* TASK OBJECTIVE
Look through the data and write out every line with the word "below" in it.

[Point-per-instance localization data]

****************

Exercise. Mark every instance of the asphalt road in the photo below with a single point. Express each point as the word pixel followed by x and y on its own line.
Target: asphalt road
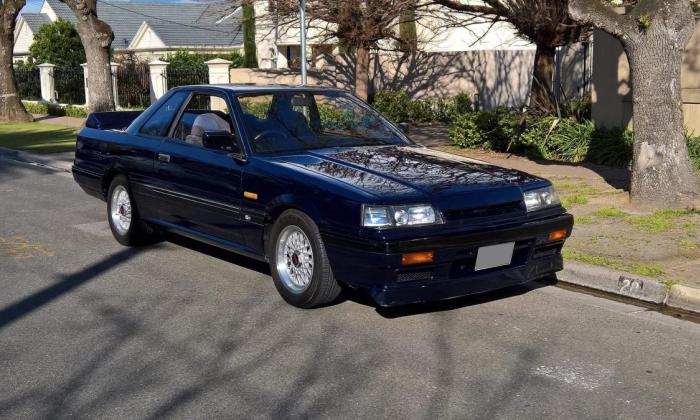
pixel 90 329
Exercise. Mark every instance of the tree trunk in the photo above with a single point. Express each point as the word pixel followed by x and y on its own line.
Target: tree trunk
pixel 96 36
pixel 661 169
pixel 11 108
pixel 654 34
pixel 362 73
pixel 541 95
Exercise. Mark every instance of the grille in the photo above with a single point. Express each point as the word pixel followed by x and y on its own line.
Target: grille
pixel 414 276
pixel 505 210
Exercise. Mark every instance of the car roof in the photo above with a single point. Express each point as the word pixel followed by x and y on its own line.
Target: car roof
pixel 251 87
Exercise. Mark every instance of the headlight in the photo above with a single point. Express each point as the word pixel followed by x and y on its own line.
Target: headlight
pixel 391 216
pixel 541 198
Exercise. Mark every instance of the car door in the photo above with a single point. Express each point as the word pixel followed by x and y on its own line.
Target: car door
pixel 141 153
pixel 201 186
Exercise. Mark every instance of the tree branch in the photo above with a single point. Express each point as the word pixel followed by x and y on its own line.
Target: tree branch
pixel 600 15
pixel 468 8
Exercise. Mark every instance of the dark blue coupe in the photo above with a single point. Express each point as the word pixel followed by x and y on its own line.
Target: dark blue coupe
pixel 325 189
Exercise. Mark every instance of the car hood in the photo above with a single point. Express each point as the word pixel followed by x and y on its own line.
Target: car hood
pixel 413 170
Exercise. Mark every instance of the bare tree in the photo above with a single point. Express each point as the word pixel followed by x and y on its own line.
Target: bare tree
pixel 653 33
pixel 96 36
pixel 11 108
pixel 357 25
pixel 546 23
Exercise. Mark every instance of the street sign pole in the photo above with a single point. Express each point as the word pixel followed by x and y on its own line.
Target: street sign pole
pixel 302 18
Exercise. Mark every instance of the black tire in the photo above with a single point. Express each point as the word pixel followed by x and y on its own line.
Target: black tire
pixel 323 289
pixel 138 231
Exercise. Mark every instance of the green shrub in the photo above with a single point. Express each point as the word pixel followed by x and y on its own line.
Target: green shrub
pixel 393 104
pixel 36 107
pixel 611 147
pixel 550 138
pixel 57 110
pixel 497 130
pixel 398 107
pixel 559 139
pixel 466 133
pixel 694 149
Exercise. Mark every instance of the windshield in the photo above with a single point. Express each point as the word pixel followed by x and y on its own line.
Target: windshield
pixel 285 120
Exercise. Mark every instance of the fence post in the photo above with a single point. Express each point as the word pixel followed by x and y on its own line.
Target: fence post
pixel 159 81
pixel 46 80
pixel 218 73
pixel 114 68
pixel 87 93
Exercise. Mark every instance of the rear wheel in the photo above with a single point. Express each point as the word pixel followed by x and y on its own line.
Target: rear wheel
pixel 299 264
pixel 124 221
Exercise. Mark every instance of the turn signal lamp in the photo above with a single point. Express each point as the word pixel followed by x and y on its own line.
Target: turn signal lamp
pixel 557 235
pixel 417 258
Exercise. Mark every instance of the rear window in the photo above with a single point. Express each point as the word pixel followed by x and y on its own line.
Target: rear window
pixel 159 123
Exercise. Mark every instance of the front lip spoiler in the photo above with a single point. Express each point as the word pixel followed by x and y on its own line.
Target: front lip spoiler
pixel 534 229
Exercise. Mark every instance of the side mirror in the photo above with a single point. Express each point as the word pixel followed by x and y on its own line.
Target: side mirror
pixel 221 140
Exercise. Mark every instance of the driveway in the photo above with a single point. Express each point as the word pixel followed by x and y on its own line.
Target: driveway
pixel 92 329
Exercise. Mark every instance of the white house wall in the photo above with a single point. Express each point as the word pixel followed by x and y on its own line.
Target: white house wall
pixel 46 8
pixel 23 39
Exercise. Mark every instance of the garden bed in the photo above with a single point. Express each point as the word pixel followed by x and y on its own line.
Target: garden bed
pixel 608 231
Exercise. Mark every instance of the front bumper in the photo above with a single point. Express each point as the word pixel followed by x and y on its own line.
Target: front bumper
pixel 378 269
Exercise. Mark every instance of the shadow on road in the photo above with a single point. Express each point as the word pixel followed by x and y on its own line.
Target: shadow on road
pixel 23 307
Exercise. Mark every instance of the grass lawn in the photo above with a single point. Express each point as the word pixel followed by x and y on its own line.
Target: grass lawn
pixel 37 137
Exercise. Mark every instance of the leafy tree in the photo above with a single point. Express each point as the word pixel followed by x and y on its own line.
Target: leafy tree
pixel 96 36
pixel 653 33
pixel 546 23
pixel 250 56
pixel 58 43
pixel 11 108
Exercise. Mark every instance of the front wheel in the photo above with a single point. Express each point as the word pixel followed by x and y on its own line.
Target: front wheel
pixel 128 229
pixel 299 264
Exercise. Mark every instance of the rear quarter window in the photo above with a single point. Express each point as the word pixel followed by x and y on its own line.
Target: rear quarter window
pixel 159 123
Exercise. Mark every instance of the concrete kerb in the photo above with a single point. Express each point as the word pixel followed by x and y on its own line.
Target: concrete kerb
pixel 46 161
pixel 644 289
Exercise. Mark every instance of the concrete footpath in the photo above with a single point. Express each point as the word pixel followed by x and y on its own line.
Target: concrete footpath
pixel 646 290
pixel 58 161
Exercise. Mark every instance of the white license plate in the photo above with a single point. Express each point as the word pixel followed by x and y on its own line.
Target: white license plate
pixel 494 256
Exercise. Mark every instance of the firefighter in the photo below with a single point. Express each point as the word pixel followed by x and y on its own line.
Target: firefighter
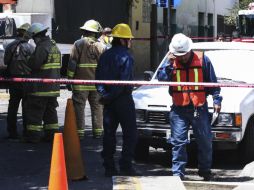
pixel 106 37
pixel 16 58
pixel 189 104
pixel 45 62
pixel 117 64
pixel 82 64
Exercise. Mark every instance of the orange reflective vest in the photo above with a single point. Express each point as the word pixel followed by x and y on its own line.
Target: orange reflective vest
pixel 184 95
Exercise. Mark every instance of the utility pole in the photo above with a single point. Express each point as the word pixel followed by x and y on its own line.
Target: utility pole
pixel 153 37
pixel 155 49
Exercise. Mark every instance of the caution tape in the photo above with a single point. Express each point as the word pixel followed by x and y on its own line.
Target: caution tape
pixel 131 83
pixel 169 37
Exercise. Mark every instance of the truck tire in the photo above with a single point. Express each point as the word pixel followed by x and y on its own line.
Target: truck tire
pixel 247 144
pixel 141 150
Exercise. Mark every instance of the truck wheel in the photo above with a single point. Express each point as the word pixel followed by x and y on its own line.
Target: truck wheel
pixel 247 144
pixel 141 150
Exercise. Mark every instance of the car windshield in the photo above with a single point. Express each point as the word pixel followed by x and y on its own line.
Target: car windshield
pixel 229 65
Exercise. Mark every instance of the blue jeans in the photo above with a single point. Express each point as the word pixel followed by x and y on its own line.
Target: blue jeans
pixel 180 120
pixel 120 111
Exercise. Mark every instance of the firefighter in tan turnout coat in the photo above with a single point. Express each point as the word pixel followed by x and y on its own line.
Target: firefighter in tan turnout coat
pixel 82 64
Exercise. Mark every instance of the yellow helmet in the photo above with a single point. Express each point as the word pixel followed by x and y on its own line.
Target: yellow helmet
pixel 122 31
pixel 92 26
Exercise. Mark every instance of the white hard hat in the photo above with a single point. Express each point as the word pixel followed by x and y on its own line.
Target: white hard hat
pixel 180 44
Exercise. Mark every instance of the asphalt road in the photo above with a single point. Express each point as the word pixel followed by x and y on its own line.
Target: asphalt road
pixel 26 166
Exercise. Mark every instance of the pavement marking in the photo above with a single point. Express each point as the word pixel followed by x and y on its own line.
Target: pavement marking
pixel 147 183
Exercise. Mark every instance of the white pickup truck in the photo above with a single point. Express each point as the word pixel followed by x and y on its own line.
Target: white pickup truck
pixel 234 126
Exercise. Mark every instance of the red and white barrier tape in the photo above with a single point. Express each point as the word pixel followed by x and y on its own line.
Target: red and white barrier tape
pixel 132 83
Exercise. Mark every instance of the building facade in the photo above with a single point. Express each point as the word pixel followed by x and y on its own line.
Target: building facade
pixel 195 18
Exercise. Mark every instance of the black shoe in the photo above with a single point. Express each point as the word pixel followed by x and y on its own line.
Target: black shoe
pixel 110 172
pixel 207 175
pixel 97 136
pixel 13 138
pixel 129 172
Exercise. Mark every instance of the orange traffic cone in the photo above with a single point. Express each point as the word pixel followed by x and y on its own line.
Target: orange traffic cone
pixel 73 157
pixel 58 178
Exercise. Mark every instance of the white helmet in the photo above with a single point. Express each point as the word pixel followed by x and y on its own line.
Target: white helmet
pixel 92 26
pixel 180 44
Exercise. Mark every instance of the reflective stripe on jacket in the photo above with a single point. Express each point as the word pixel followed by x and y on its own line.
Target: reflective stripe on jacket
pixel 83 61
pixel 184 95
pixel 45 62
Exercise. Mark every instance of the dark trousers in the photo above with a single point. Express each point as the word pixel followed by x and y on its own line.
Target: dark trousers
pixel 17 94
pixel 41 117
pixel 120 111
pixel 180 120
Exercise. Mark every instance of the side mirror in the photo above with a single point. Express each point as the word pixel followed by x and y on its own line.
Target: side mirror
pixel 148 75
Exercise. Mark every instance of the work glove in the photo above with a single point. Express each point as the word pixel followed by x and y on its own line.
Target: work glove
pixel 69 87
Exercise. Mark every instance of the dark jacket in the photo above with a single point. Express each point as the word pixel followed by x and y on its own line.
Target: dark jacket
pixel 115 64
pixel 45 62
pixel 16 58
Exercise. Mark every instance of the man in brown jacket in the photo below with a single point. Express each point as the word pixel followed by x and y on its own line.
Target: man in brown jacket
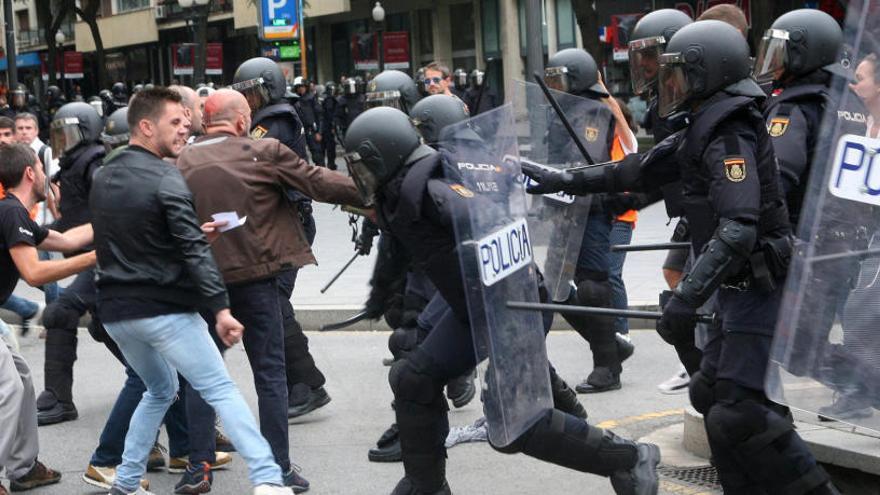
pixel 228 172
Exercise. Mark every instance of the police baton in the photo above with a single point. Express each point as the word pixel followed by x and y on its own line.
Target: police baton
pixel 660 246
pixel 344 323
pixel 562 117
pixel 590 310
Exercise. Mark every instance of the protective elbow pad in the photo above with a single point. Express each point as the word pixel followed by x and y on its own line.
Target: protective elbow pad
pixel 724 255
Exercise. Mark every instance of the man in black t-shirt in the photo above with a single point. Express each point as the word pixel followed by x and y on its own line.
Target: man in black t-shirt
pixel 21 175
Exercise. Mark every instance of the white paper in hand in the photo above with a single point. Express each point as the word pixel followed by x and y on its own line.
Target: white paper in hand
pixel 231 219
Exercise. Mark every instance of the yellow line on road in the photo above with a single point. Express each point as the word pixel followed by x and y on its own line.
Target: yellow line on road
pixel 615 423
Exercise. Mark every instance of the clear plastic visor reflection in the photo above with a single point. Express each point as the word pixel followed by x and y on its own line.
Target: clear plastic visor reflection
pixel 556 78
pixel 644 64
pixel 771 55
pixel 672 84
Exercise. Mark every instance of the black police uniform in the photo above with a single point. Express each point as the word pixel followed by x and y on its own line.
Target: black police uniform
pixel 312 118
pixel 280 121
pixel 417 208
pixel 61 317
pixel 328 130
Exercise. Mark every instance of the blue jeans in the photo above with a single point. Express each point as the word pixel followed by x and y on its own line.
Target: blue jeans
pixel 621 233
pixel 22 307
pixel 112 440
pixel 256 305
pixel 157 349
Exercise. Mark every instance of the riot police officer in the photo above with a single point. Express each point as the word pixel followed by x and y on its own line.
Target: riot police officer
pixel 798 56
pixel 574 71
pixel 75 138
pixel 261 81
pixel 740 227
pixel 312 118
pixel 328 124
pixel 415 206
pixel 479 97
pixel 351 104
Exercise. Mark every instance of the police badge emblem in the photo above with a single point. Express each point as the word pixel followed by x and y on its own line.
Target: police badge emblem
pixel 259 132
pixel 735 169
pixel 778 126
pixel 591 134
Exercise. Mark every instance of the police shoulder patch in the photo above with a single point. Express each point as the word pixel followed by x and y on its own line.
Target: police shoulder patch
pixel 735 169
pixel 778 126
pixel 259 132
pixel 461 190
pixel 591 134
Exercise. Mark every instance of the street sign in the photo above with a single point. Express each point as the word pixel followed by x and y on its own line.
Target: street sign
pixel 279 20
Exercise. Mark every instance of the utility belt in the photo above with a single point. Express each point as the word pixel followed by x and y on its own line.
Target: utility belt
pixel 766 267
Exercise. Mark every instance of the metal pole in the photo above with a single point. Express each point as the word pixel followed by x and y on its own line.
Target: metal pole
pixel 11 67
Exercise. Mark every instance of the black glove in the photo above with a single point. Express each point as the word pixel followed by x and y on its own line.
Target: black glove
pixel 548 181
pixel 678 321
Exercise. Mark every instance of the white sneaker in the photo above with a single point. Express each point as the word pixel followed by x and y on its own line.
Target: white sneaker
pixel 272 490
pixel 678 384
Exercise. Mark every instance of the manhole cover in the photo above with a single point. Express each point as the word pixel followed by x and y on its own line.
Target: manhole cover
pixel 704 476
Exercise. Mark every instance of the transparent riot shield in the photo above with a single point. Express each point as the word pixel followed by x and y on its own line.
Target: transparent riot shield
pixel 558 220
pixel 497 265
pixel 826 352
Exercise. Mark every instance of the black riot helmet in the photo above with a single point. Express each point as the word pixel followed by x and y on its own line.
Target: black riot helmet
pixel 798 43
pixel 118 91
pixel 392 88
pixel 702 59
pixel 459 77
pixel 433 113
pixel 18 100
pixel 574 71
pixel 261 81
pixel 72 125
pixel 648 41
pixel 477 78
pixel 116 132
pixel 378 143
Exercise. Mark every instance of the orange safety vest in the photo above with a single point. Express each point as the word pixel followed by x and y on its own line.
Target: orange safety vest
pixel 617 154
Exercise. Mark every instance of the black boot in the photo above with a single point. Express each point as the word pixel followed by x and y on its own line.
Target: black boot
pixel 388 447
pixel 564 398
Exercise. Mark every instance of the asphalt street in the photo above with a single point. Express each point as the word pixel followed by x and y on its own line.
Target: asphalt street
pixel 331 444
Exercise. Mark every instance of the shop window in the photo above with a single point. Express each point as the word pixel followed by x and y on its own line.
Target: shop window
pixel 565 25
pixel 129 5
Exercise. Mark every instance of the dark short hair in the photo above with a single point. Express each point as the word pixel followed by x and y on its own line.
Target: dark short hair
pixel 149 104
pixel 14 158
pixel 7 123
pixel 439 67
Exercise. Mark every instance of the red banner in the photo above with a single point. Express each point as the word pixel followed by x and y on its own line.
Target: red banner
pixel 395 45
pixel 73 65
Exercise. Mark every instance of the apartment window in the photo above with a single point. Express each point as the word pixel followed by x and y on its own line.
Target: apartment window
pixel 128 5
pixel 565 25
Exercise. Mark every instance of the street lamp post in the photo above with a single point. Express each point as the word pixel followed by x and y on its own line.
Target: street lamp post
pixel 379 18
pixel 59 42
pixel 197 24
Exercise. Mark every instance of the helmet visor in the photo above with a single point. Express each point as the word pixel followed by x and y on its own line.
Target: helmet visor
pixel 384 99
pixel 557 78
pixel 644 62
pixel 673 86
pixel 64 135
pixel 254 91
pixel 363 178
pixel 771 56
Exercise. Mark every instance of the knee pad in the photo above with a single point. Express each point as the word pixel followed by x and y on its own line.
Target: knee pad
pixel 411 380
pixel 59 316
pixel 702 392
pixel 402 341
pixel 594 293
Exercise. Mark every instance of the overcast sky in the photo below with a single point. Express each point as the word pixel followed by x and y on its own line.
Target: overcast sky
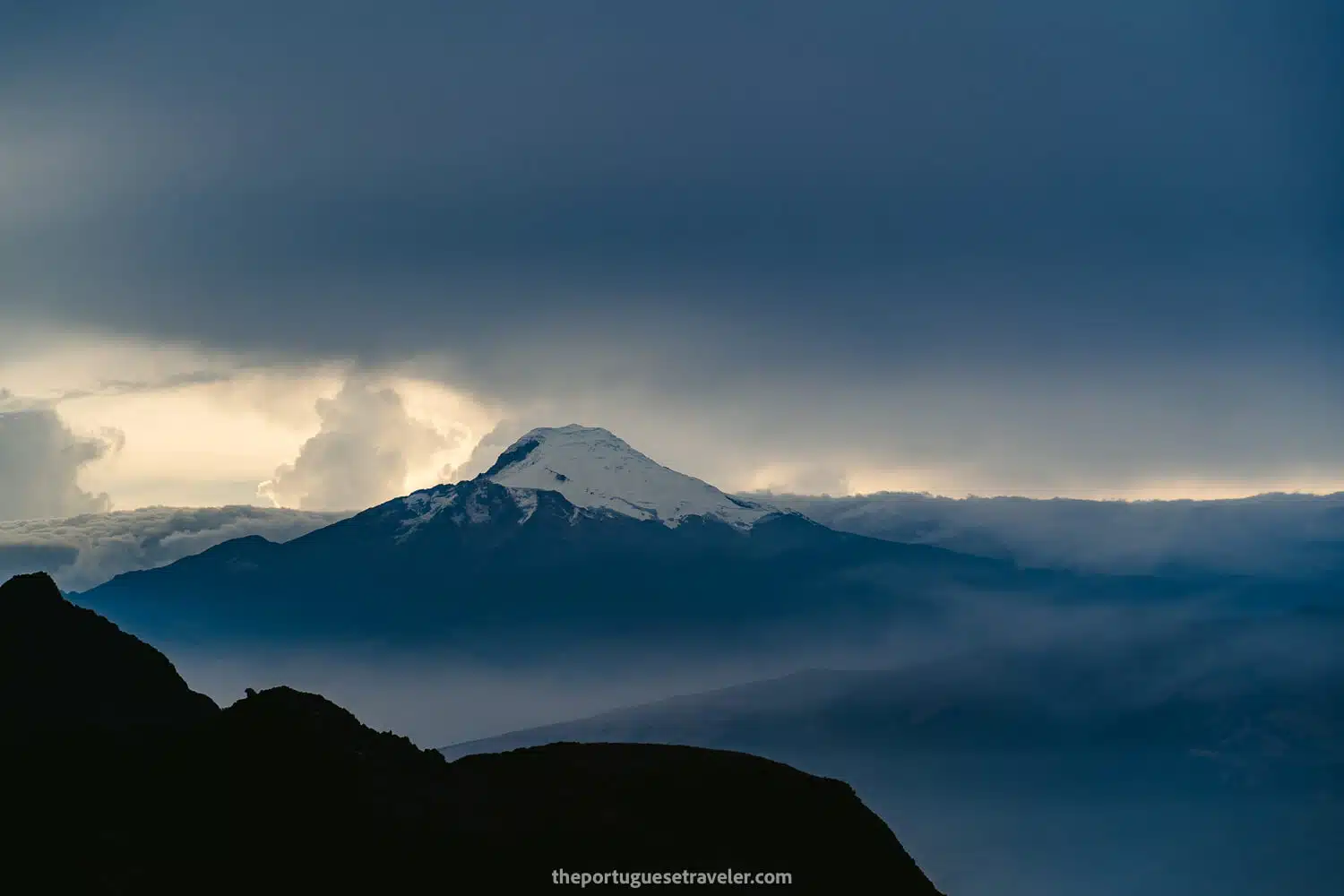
pixel 314 253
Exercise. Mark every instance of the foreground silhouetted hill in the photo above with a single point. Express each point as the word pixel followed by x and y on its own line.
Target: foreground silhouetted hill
pixel 123 780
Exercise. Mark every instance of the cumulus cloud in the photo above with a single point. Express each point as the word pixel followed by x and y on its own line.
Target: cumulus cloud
pixel 83 551
pixel 40 460
pixel 1269 533
pixel 363 452
pixel 488 449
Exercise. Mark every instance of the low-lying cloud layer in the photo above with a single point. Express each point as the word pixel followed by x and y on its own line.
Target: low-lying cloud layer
pixel 1282 535
pixel 88 549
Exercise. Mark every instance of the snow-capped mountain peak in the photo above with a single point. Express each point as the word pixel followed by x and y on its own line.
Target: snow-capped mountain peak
pixel 594 469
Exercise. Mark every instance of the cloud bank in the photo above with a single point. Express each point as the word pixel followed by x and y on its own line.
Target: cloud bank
pixel 40 460
pixel 362 455
pixel 1279 535
pixel 88 549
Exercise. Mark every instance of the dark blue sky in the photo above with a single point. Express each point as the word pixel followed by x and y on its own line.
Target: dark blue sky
pixel 1055 239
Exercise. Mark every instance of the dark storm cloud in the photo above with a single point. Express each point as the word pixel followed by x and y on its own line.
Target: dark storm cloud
pixel 1062 222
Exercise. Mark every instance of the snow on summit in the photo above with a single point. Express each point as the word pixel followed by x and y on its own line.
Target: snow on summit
pixel 591 468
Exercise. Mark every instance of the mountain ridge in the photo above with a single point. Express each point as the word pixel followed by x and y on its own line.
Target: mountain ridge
pixel 285 791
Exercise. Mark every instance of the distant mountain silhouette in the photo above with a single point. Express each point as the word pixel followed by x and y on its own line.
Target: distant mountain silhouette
pixel 126 782
pixel 1164 704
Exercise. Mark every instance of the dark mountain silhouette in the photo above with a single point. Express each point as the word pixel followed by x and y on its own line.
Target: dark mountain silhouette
pixel 531 575
pixel 126 782
pixel 65 669
pixel 1182 711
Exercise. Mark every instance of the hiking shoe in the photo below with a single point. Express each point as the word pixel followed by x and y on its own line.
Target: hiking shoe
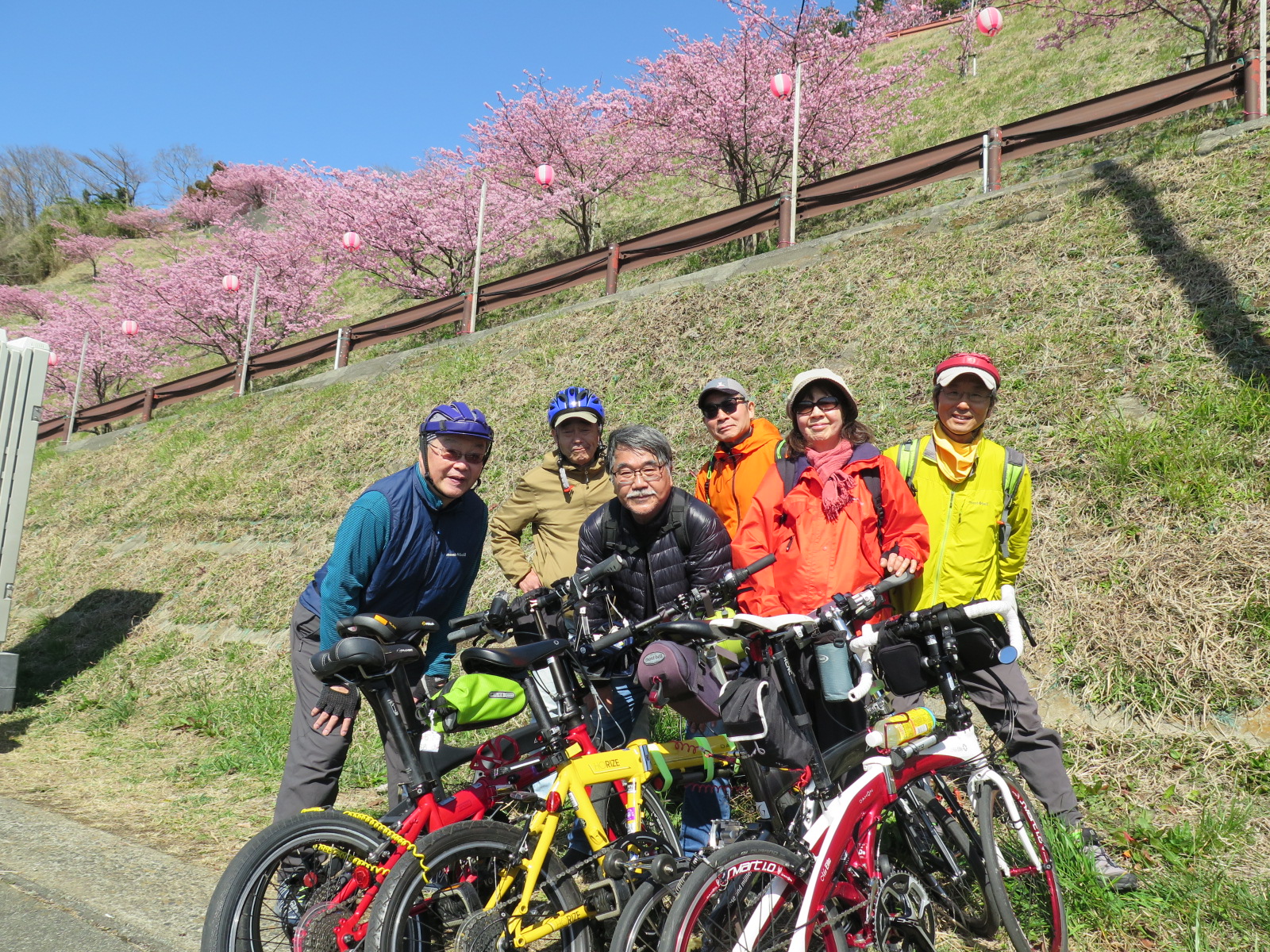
pixel 1115 876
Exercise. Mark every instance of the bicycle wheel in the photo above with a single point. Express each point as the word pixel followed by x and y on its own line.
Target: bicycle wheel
pixel 448 912
pixel 743 894
pixel 645 917
pixel 943 848
pixel 296 876
pixel 1024 892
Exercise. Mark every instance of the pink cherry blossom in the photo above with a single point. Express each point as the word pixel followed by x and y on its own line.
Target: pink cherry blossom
pixel 719 122
pixel 587 136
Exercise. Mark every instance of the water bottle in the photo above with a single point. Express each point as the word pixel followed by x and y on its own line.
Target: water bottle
pixel 833 659
pixel 902 727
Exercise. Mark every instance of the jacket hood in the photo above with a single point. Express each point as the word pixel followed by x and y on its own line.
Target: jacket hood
pixel 761 433
pixel 552 465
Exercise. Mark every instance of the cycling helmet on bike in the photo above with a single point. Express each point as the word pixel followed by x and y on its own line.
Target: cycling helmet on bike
pixel 575 403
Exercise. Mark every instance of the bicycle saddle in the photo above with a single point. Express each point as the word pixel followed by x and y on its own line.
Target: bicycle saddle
pixel 511 662
pixel 385 628
pixel 366 654
pixel 685 630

****************

* TASK ANSWER
Exercise. Mark every instance of the asphalt road in the photo below with a single point. Express each point as the word pixel followed by x and y on its own line.
Exercise. Mark every instance of the firefighter in the photo below with a single point. Express each point as the word pixel followed by x and y on its own line.
Exercise. Mark every instance of the man in brown jacket in the photo below with a single point. Express each point as the word pixel followed by x and y on its own line.
Exercise. Mark every instance of the overcast sky in the photo below with a single point. Express each point as the word pixel followed by x and y on its own line.
Exercise. Mark every instance of the hiking shoe in the photo below with a single point. Express each point as the word pixel followed by x and y on its own line.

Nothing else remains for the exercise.